#### REQUIRED WORK
(a) Reproduce the passage of the post on digital impermanence below, between "I am thinking about all" and "converted to digital.", inclusive.
(b) Answer these questions using the post on digital impermanence below:
(i) What tool did the writer use to find their personal contributions to the defunct blog?
(ii) What topics did that blog cover?
(iii) According to the post, why do some writers have no digital footprint at all?
(c) Decide whether each statement agrees with the post on digital impermanence below, and answer yes or no with the deciding words of the post, quoted exactly:
(i) The writer relied on the blog during graduate school.
(ii) The writer could not find any of their own contributions to the blog.
(iii) The writer intends to store copies of their submissions only in the cloud.

#### SOURCE DOCUMENT

The Impermanence of the Digital

I only recently discovered that a critical blog on race, ethnicity, and racism social science theory and research that I relied on during graduate school (to learn about new work and to share my own insights on recent events) appears to have gone defunct. While I did find my personal contributions using the Wayback Machine over at Internet Archive…I realize that there is going to be an increasing need for me to not only keep my own copies of whatever I submit to these outlets stored somewhere other than the “cloud”…but that I probably will need to use this blog to keep my public writing available for as long as I’m able.

I am thinking about all the writers who have had their digital footprint erased with the folding of various online outlets or who have no digital footprint whatsoever because their work was in print and never converted to digital.

I am thinking about how many thinkers become “unknown” when all the people who read their work are no longer around and they didn’t manage to build enough of a reputation that subsequent generations after them are still interested in their work or are assigned it in school. I am thinking about what it means to maintain our own archives and physical libraries.

#### ENTRIES SUPPLIED
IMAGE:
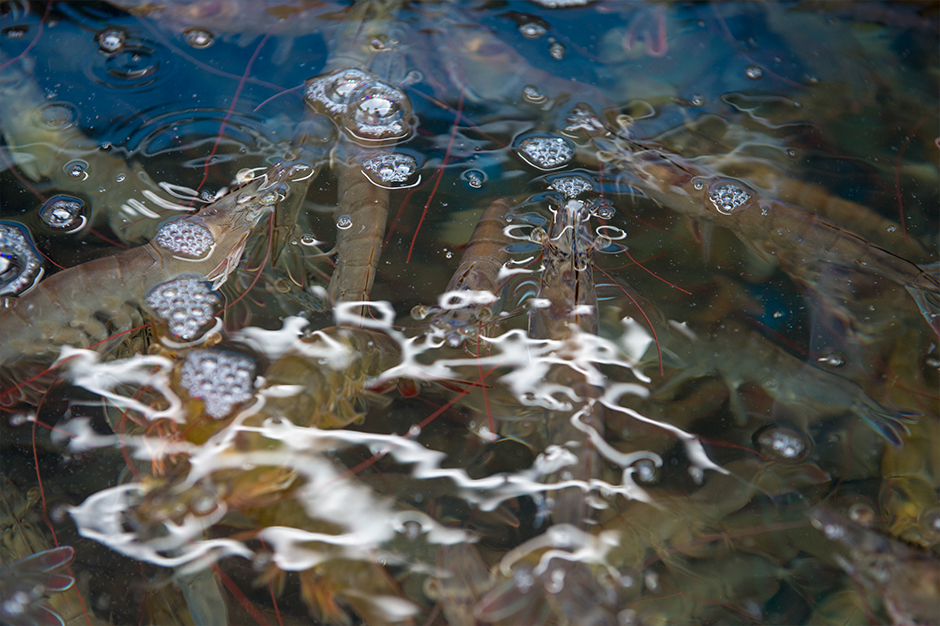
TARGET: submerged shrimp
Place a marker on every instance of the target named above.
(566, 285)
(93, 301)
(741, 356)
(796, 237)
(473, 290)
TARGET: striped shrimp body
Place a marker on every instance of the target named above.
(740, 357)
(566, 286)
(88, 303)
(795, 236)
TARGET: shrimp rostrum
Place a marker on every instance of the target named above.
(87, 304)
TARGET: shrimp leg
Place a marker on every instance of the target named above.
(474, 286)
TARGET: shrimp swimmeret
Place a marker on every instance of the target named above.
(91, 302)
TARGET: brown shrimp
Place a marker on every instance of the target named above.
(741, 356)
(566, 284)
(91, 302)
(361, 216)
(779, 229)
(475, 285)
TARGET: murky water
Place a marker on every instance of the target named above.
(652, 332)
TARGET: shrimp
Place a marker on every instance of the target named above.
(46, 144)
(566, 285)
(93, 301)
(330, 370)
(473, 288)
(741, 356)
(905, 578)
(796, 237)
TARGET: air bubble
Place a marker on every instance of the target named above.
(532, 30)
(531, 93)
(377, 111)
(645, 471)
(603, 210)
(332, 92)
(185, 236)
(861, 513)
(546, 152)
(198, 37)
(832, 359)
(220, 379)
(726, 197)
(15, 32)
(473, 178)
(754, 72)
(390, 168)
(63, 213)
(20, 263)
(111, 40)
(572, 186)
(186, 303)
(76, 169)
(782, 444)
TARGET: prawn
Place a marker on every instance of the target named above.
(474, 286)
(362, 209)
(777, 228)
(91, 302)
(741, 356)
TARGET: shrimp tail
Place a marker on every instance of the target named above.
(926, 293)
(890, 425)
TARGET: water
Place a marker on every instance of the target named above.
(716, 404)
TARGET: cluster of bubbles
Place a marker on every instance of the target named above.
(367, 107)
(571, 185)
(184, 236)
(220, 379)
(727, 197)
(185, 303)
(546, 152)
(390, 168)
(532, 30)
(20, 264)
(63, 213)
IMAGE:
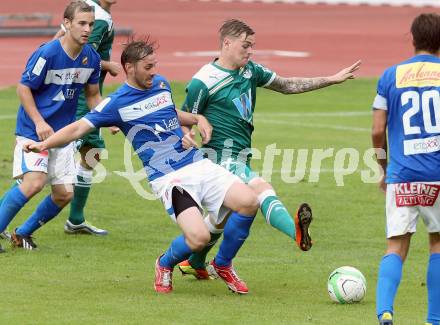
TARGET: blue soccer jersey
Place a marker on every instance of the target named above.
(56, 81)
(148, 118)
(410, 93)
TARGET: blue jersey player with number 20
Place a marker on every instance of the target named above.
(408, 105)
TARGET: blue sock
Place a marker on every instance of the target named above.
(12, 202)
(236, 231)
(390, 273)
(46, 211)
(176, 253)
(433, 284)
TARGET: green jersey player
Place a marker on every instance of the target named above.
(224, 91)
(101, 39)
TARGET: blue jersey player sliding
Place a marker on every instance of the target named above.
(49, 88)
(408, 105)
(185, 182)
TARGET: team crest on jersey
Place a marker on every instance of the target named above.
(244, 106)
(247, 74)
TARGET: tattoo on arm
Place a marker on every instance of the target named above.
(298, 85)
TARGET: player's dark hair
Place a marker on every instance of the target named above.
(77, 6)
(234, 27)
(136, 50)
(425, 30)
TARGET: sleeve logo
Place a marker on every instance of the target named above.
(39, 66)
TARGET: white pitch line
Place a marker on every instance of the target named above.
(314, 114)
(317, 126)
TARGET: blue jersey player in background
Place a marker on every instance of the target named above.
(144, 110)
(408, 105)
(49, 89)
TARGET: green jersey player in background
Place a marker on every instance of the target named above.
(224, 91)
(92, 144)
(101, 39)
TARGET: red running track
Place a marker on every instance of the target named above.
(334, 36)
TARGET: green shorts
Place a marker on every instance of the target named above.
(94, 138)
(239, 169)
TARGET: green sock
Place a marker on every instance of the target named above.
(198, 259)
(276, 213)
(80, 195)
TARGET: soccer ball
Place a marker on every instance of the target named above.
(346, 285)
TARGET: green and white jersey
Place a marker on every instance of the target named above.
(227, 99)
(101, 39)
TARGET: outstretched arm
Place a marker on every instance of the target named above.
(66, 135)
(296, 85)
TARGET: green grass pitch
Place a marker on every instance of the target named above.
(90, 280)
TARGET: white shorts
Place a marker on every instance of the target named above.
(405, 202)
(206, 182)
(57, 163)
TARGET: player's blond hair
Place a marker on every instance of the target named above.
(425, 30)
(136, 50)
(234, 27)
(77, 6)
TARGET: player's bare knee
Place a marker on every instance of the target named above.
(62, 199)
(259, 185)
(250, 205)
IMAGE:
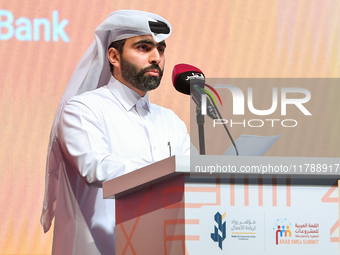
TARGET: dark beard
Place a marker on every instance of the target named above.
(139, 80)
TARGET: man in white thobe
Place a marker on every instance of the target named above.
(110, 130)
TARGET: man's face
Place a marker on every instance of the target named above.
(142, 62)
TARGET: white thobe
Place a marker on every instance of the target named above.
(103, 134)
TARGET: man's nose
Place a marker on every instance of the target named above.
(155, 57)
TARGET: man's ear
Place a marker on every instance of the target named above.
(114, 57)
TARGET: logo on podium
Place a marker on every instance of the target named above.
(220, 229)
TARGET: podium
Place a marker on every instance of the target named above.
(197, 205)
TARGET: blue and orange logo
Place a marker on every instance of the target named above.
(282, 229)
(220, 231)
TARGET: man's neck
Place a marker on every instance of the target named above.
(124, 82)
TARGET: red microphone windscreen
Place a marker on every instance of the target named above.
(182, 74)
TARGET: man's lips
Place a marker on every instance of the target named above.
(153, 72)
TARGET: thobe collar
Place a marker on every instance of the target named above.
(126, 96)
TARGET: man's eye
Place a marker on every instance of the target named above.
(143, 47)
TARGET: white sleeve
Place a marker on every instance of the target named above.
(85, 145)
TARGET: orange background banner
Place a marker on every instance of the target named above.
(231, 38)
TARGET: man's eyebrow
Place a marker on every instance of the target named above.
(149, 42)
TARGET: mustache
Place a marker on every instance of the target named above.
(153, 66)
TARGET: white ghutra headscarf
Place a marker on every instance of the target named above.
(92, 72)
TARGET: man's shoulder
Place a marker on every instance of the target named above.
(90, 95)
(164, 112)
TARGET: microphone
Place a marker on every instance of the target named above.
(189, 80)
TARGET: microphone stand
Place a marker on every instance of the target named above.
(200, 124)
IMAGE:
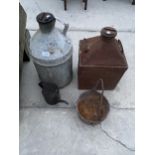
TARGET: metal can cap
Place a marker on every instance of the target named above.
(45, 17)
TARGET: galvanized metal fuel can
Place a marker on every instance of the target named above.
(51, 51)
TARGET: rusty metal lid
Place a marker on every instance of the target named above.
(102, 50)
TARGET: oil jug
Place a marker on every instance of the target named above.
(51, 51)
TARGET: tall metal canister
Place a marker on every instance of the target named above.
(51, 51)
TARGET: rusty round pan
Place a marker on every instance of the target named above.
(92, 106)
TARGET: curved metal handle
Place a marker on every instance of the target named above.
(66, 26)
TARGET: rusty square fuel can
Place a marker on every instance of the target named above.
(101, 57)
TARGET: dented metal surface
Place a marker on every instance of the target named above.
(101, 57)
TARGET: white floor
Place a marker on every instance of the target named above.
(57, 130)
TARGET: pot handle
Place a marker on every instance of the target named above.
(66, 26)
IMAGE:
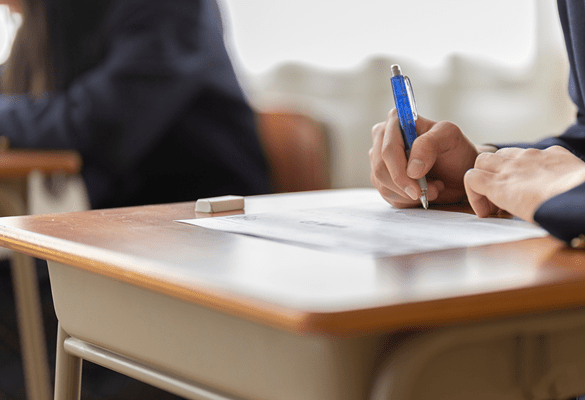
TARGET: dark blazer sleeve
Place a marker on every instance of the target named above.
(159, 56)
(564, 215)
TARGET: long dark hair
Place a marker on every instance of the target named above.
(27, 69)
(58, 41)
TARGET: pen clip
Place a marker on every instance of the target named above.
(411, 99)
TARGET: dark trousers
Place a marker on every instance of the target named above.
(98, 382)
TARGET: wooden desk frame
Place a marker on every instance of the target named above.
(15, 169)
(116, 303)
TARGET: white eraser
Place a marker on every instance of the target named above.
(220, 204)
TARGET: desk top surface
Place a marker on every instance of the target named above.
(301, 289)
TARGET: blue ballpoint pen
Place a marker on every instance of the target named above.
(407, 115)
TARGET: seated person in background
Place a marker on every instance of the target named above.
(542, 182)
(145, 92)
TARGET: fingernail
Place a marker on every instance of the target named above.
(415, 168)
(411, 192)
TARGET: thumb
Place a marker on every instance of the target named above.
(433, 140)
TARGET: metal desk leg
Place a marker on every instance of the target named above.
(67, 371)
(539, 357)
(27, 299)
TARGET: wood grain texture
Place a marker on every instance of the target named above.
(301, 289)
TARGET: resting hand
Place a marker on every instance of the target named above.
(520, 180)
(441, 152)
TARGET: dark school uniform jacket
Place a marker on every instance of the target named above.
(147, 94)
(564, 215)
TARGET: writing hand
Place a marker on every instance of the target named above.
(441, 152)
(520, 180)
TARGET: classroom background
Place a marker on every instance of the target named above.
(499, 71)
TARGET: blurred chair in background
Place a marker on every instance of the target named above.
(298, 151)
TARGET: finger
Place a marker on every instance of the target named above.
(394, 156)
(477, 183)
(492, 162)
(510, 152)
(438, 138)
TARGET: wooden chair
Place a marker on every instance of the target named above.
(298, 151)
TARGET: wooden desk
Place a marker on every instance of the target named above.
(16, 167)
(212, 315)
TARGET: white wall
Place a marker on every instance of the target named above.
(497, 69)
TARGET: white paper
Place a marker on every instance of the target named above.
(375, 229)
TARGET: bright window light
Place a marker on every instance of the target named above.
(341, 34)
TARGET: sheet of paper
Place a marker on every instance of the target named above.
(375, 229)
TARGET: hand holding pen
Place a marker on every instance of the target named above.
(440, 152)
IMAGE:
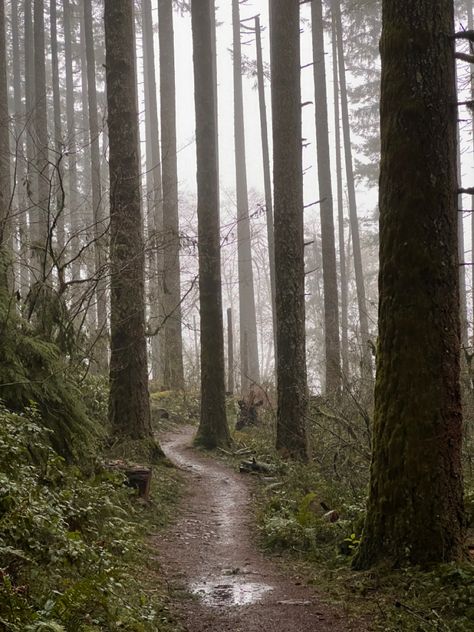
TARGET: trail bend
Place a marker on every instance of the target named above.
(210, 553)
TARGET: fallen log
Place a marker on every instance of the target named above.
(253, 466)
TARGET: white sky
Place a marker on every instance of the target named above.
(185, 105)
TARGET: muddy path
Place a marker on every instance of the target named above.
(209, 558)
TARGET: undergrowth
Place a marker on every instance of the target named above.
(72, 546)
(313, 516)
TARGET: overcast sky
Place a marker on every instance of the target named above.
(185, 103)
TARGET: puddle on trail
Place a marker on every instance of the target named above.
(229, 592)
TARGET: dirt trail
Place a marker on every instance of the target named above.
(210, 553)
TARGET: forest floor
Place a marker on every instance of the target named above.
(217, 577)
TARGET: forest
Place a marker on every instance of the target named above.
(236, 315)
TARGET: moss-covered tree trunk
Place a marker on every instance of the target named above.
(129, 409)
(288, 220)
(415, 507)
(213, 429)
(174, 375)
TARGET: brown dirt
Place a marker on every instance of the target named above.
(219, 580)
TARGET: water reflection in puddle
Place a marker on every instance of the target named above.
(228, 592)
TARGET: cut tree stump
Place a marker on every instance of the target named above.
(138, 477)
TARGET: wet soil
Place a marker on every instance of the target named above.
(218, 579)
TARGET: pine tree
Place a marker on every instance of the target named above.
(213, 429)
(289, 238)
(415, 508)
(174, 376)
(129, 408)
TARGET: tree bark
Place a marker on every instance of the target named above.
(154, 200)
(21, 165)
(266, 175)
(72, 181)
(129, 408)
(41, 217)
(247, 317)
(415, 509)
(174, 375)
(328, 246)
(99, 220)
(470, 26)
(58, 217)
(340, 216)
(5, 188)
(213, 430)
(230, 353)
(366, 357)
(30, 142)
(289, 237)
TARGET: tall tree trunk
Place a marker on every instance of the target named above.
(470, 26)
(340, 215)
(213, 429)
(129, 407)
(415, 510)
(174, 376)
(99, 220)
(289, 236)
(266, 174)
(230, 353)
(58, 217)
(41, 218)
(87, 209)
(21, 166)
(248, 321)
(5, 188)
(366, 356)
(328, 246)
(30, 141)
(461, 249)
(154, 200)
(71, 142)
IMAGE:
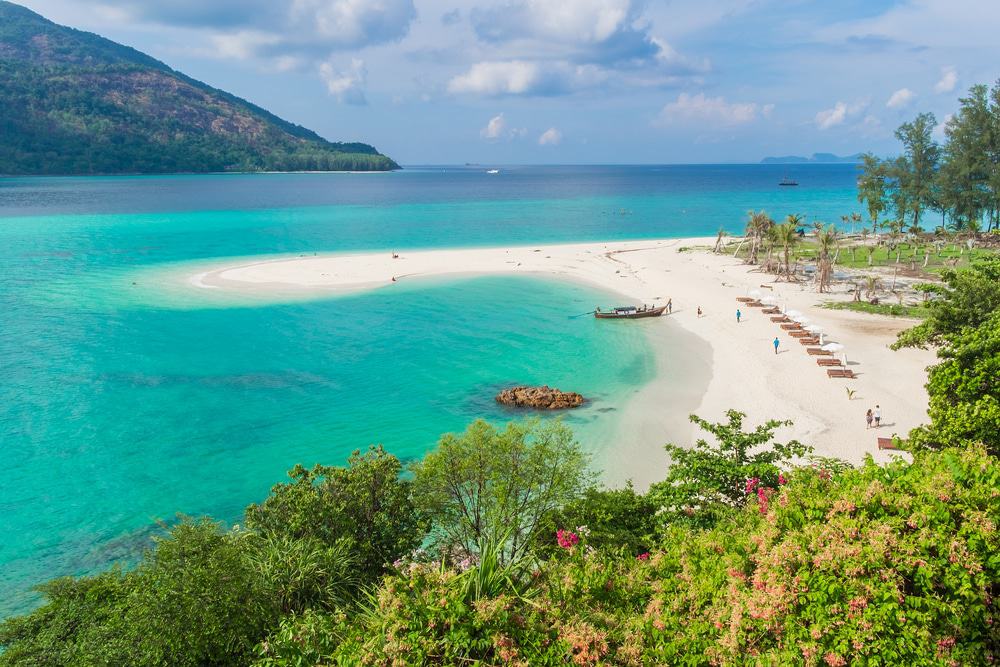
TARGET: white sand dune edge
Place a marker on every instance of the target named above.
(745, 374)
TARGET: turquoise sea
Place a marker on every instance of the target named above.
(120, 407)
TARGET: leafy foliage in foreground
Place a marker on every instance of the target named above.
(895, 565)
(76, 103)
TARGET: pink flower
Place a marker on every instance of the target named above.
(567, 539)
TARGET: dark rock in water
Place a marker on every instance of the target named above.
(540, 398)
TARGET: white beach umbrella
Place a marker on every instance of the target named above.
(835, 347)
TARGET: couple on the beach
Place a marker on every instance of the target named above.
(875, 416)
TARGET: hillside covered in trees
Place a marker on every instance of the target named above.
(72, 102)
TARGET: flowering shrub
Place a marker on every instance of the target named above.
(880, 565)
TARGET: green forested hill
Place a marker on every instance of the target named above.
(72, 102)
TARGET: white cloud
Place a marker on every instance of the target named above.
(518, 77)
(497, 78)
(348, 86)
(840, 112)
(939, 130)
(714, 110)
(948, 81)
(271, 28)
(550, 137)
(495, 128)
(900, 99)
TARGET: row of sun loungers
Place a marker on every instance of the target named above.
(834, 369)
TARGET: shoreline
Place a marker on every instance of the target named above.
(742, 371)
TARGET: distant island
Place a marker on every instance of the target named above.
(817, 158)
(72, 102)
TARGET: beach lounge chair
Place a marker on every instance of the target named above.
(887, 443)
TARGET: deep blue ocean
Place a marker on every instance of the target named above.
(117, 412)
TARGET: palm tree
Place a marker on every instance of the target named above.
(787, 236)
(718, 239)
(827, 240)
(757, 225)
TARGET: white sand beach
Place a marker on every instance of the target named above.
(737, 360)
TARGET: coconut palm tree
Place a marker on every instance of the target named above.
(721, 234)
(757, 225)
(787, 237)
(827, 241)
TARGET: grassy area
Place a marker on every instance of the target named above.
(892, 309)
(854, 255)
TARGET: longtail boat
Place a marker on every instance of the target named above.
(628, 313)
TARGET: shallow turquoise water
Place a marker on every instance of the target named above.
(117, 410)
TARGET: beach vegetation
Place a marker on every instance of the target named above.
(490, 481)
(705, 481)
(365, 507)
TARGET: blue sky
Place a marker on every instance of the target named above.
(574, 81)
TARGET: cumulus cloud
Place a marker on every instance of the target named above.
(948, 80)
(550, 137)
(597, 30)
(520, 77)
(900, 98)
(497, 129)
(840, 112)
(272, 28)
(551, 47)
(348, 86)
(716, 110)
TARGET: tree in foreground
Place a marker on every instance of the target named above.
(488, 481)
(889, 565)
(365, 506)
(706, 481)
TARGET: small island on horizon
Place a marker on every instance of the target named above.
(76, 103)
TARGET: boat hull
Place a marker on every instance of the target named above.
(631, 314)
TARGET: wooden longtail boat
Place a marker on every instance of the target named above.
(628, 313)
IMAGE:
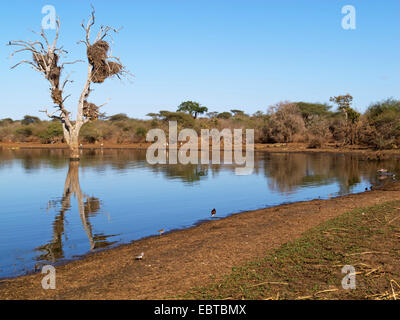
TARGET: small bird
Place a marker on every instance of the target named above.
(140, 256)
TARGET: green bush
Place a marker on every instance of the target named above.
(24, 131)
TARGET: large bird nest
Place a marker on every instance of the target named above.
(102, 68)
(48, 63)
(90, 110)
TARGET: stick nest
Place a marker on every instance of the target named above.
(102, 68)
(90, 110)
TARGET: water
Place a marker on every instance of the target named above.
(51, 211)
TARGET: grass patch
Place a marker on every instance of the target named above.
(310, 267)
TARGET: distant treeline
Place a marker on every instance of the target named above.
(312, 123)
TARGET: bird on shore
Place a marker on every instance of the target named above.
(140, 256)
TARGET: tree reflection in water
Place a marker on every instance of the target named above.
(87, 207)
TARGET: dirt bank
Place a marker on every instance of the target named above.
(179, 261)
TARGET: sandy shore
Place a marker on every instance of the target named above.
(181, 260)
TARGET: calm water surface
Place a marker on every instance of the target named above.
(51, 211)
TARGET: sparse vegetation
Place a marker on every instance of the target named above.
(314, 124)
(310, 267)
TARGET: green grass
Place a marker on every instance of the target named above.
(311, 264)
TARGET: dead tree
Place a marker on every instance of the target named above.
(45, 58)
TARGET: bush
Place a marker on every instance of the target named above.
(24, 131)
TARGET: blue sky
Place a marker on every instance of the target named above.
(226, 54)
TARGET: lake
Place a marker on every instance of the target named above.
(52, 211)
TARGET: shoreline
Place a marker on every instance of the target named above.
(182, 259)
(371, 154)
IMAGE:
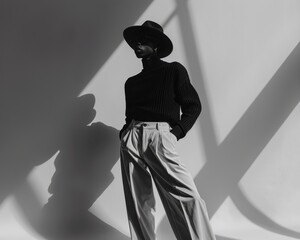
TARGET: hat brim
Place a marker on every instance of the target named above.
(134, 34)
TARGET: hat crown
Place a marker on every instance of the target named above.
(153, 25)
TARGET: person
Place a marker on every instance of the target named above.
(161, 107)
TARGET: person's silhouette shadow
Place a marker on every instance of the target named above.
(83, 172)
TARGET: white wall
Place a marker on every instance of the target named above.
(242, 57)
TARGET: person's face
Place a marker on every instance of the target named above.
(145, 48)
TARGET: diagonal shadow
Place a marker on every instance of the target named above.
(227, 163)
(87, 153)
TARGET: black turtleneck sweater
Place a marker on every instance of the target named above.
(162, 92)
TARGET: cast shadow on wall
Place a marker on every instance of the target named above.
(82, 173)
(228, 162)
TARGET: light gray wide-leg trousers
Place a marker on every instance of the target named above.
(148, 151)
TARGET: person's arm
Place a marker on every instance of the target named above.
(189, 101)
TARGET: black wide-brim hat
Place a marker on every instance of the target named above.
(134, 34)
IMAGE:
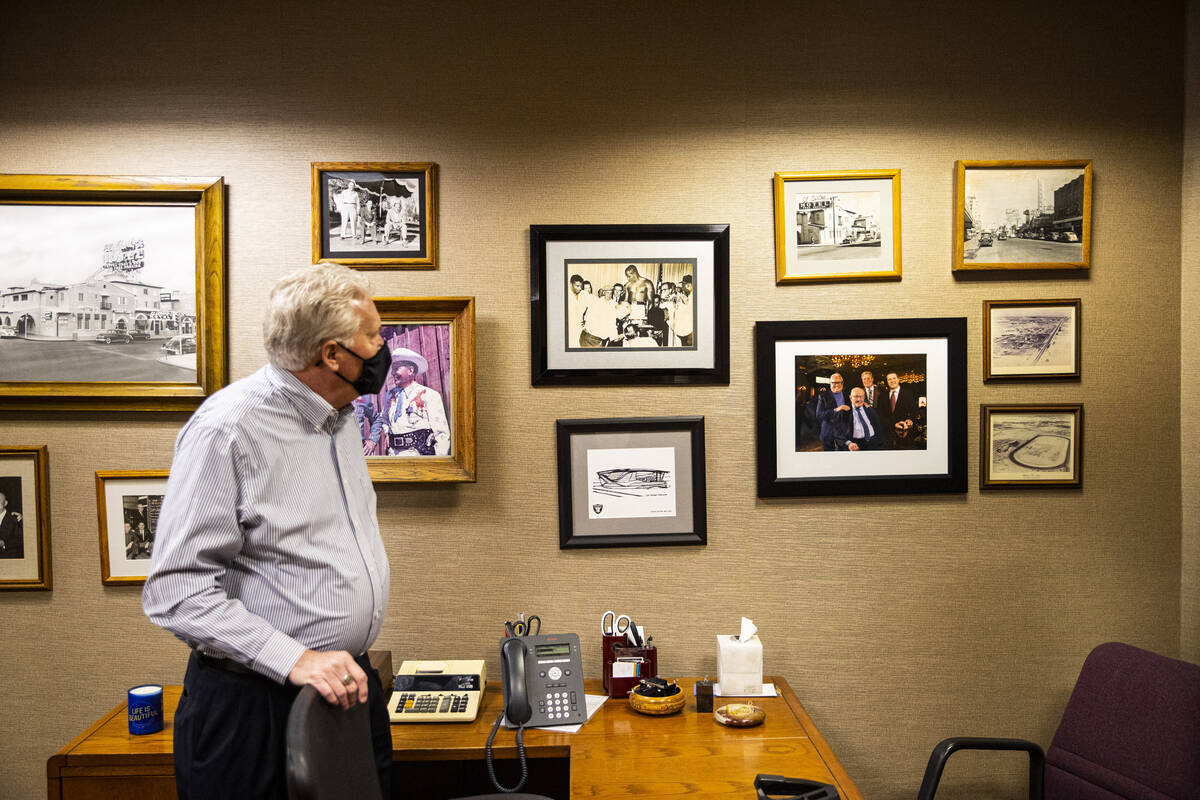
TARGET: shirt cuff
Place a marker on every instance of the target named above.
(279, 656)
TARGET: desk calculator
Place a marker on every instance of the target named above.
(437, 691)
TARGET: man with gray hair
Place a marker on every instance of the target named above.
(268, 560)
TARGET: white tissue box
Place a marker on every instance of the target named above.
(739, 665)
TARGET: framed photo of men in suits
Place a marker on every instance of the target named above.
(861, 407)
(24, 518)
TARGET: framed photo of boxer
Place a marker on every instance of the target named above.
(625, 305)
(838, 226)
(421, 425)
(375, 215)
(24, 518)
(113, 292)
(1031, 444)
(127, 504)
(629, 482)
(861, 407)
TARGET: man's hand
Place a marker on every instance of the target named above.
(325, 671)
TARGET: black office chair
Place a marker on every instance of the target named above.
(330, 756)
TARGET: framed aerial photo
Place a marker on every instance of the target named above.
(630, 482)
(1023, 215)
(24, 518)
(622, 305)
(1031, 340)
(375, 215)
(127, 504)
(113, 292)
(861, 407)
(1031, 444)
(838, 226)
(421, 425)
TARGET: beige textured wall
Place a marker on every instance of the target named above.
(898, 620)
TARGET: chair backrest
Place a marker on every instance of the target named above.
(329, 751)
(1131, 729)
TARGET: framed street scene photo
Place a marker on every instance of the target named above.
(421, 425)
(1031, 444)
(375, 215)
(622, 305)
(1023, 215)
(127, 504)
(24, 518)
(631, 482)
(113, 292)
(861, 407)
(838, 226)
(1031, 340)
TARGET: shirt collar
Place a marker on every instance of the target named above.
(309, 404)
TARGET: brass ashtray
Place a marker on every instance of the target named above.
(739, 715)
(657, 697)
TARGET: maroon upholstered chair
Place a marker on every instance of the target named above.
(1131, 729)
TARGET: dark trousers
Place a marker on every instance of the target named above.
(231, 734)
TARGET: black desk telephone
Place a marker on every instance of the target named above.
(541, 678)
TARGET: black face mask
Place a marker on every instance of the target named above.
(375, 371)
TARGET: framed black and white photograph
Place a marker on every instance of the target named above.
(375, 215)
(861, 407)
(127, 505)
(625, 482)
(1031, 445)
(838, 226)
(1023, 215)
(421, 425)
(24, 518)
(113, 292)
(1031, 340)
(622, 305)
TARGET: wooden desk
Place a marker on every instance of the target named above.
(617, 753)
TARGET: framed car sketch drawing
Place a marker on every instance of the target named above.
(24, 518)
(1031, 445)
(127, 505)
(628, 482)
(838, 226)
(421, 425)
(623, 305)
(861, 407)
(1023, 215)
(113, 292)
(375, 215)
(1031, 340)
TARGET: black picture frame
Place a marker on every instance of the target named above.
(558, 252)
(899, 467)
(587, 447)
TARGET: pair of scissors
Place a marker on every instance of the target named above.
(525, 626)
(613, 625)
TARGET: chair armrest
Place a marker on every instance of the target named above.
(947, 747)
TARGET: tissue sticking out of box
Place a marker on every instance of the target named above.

#### ANSWER LIST
(a)
I am thinking about all the writers who have had their digital footprint erased with the folding of various online outlets or who have no digital footprint whatsoever because their work was in print and never converted to digital.

(b)
(i) The Wayback Machine at Internet Archive.
(ii) Race, ethnicity, and racism social science theory and research.
(iii) Their work was in print and never converted to digital.

(c)
(i) Yes: "that I relied on during graduate school"
(ii) No: "While I did find my personal contributions using the Wayback Machine"
(iii) No: "keep my own copies of whatever I submit to these outlets stored somewhere other than the “cloud”"